SELECTED EXTRACT ▸
────────────────────────────────────────
Wednesday, September 24, 2008

An Alternative to the $700,000,000 Bailout

Everyone is worried about the economy, including me. What really worries me though is the speed with which things are happening and how quickly we seem to be on the verge of spending a staggering amount of money to prop up private companies.

Last week, while we were on our family vacation in Disneyland, it felt as if we’d dropped into an alternate universe, where up was down and down was up. We were, of course, having a ball and wandering around in “the happiest place on earth,” which was the perfect antidote to the news of the day. One morning that news was of plummeting stocks (meaning our 401Ks were rapidly halving in value); then it was huge companies filing for bankruptcy or being bought by other huge companies (did Bank of America really buy Merril Lynch?). Finally, it seemed that global credit markets had simply ground to a halt and were on the brink of collapse. Every day the news seemed more and more unbelievable.

And to cap it all off on the last day of our trip, the government rolled out the idea of the bailout. Seven hundred BILLION dollars. I’ve been trying to get my head around how much money that is. The Iraq War so far has cost $2 trillion so this bailout would cost roughly 1/3 as much. But the Iraq War has been going on for five and a half years! The government is now proposing to give the Treasury Secretary the authority to spend these hundreds of billions as fast as he can.

In all the questioning of the bailout that I’m hearing on the news and radio, what I haven’t been hearing is alternatives. Surely there is some alternative to spending an ungodly amount of taxpayer money to prop up the economy?

It turns out there is. Two of the countries leading economists, writing in an online economics journal I subscribe to called “The Economists Voice,” recommend a plan that sounds much more sensible. It’s called debt for equity swaps and it is what normally happens when big companies file for bankruptcy. The idea comes from an article written by Luigi Zingales, who is a professor of economics and entrepreneurship at the University of Chicago School of Business. He has won all kinds of awards for his work. Interestingly, he wrote a book called Saving Capitalism from the Capitalists. He is now proposing a way to do just that since his fear is that greedy capitalists (my words, not his) will destroy capitalism with this bailout. The heart of the matter is that people who work at the big banks and investment firms – and more importantly their shareholders -- have all profited over the years while this crisis was brewing. But the losses they would now suffer if the full meltdown occurs won’t be borne just by them. Under the bailout plan those losses will be suffered by all taxpayers since we’ll be paying for it. So they get the profits and we get the losses? Not only does that seem morally wrong, it is also wrong in terms of how capitalism is supposed to function. If you profit, you take risks in order to do so. But surely it should be those who profit who also stand to lose or else how will they ever adjust the risks they take?
────────────────────────────────────────
Records of a point annotation dataset ▸
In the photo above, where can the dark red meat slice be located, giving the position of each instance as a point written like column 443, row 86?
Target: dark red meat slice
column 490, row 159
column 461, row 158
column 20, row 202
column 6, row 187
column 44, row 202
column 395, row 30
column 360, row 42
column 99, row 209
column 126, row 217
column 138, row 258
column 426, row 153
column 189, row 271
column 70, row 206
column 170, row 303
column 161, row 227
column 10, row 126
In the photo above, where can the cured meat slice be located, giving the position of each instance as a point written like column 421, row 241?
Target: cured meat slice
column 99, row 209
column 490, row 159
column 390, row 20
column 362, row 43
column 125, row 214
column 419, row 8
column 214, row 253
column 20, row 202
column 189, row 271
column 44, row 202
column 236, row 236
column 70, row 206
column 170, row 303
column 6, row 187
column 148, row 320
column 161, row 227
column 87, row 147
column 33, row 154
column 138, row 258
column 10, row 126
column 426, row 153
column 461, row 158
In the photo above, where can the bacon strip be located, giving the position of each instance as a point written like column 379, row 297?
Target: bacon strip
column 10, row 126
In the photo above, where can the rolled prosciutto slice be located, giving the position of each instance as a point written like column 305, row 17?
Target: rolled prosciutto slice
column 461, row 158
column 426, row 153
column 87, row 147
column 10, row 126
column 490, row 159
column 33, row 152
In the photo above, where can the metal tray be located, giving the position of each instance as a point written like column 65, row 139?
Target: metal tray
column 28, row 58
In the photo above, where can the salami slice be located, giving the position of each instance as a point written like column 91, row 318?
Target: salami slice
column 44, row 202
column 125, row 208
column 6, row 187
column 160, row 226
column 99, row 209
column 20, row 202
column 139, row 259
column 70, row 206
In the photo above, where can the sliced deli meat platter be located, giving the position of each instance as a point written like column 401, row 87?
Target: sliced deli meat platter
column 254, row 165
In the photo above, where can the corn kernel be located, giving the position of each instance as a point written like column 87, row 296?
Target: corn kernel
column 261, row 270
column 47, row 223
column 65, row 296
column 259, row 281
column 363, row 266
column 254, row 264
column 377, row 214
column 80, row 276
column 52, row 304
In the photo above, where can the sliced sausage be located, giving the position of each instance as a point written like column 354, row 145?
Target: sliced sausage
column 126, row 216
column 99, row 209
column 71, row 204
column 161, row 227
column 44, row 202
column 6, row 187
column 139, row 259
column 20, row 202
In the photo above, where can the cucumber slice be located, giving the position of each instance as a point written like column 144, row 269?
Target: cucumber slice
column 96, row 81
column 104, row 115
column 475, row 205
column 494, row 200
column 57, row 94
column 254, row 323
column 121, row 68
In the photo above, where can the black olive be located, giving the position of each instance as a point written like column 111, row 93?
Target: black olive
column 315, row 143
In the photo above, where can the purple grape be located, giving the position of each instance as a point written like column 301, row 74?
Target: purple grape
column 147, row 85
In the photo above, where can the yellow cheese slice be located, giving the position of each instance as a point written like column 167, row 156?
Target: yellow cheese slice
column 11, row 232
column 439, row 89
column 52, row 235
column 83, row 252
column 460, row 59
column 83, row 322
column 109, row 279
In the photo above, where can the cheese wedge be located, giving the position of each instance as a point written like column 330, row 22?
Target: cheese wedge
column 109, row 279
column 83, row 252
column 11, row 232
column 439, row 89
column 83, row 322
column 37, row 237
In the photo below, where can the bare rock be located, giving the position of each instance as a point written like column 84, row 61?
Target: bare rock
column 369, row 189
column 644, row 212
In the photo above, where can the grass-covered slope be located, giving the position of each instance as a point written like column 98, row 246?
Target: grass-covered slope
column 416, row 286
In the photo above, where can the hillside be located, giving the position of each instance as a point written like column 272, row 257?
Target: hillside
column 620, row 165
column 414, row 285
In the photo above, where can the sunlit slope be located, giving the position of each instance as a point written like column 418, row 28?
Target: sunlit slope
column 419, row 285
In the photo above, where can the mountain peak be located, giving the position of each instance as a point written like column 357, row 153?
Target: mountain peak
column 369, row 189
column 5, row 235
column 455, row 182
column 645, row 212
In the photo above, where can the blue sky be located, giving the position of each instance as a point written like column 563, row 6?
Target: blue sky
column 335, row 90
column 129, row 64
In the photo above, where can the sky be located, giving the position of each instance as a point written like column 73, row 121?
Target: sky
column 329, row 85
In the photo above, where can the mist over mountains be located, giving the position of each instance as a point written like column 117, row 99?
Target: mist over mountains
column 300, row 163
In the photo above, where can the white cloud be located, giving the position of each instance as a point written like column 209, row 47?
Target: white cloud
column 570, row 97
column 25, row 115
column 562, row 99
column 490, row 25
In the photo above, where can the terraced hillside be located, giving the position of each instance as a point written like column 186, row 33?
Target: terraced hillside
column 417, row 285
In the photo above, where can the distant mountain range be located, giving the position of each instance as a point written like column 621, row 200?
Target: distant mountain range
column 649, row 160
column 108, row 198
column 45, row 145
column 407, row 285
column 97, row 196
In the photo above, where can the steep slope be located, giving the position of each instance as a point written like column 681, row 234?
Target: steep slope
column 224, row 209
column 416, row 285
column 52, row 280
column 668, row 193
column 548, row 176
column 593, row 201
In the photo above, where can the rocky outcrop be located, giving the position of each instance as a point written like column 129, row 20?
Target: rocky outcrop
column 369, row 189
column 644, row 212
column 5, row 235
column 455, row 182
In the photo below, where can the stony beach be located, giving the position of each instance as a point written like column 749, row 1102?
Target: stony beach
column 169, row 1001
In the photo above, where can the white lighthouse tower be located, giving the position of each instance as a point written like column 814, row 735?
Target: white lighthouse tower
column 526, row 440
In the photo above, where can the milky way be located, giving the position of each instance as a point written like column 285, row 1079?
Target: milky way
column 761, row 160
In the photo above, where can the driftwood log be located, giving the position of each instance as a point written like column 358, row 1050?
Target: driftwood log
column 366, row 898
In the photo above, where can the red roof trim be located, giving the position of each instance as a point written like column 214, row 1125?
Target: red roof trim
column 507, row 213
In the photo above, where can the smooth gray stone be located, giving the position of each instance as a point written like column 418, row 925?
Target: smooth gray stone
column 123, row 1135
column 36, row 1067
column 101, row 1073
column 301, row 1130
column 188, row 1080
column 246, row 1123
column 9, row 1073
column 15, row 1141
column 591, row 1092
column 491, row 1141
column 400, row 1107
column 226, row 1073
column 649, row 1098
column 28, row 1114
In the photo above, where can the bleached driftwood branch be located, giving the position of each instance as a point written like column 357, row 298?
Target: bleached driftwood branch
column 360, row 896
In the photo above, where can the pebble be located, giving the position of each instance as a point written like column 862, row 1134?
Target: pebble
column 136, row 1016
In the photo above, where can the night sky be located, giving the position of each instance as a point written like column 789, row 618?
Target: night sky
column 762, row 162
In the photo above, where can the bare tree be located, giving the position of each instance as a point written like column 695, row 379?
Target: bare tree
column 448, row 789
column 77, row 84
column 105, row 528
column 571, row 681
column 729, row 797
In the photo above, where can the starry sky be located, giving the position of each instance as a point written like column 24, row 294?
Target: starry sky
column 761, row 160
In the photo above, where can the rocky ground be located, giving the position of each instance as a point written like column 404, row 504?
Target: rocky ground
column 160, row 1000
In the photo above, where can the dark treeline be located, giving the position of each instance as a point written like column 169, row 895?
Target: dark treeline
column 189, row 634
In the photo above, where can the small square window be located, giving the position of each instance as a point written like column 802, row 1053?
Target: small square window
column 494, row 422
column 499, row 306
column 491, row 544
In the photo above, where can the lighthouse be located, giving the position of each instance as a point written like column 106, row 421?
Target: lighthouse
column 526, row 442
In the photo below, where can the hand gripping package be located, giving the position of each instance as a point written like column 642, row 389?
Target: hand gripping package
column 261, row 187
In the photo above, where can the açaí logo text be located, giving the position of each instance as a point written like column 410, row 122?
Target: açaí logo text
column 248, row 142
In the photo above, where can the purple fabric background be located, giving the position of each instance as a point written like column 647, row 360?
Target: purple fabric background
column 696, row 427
────────────────────────────────────────
TO BE DONE ▸
1. Could you reproduce the part of the bailout post that opens with the words containing "Everyone is worried" and closes with "up private companies."?
2. Could you transcribe the part of the entries that opens with the line containing "In the photo above, where can the white cloud" and closes with the line containing "column 490, row 25", both lines included?
These entries have no connection to the bailout post.

SOLUTIONS TO THE EXERCISE ▸
1.
Everyone is worried about the economy, including me. What really worries me though is the speed with which things are happening and how quickly we seem to be on the verge of spending a staggering amount of money to prop up private companies.

2.
In the photo above, where can the white cloud be located, giving the position of each instance as a point written like column 209, row 47?
Target: white cloud
column 570, row 97
column 25, row 115
column 562, row 99
column 490, row 25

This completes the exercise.